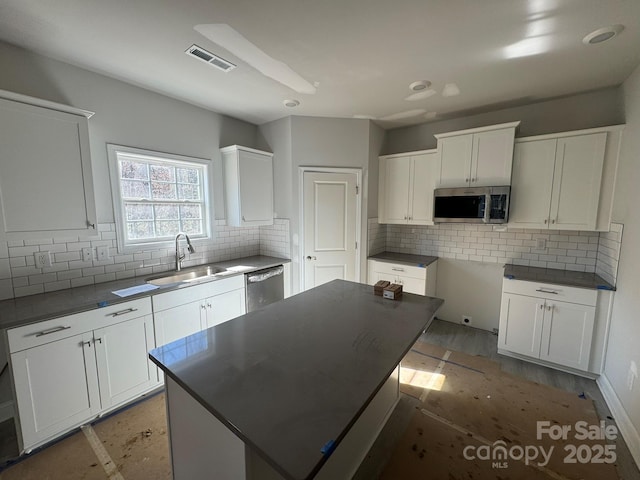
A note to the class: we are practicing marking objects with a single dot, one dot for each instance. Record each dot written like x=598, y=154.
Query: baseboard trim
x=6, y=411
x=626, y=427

------------------------

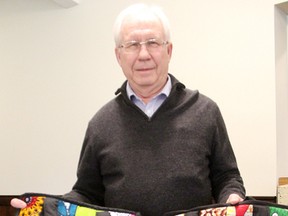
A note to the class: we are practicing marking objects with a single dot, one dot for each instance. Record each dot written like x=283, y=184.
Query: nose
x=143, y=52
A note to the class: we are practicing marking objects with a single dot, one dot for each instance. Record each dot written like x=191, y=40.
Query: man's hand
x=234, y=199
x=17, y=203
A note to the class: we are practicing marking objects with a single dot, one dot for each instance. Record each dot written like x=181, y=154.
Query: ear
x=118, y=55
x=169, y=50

------------------------

## AIM OF THE EXERCISE:
Using the records above, filter out every line that lacks the string "practicing" and copy the rest.

## EXERCISE RESULT:
A note to the class: we are practicing marking objects with a single dot, one dot for each instance. Record each dot written like x=598, y=154.
A note to the class: we are practicing marking objects with a single dot, one dot for each instance. Record each dot written like x=283, y=184.
A note to the class: we are practicing marking objects with a single dot, one dot for each instance. Record each dot written like x=191, y=40.
A note to the class: we are practicing marking objects with a single dot, one dot for each instance. Record each dot written like x=181, y=154.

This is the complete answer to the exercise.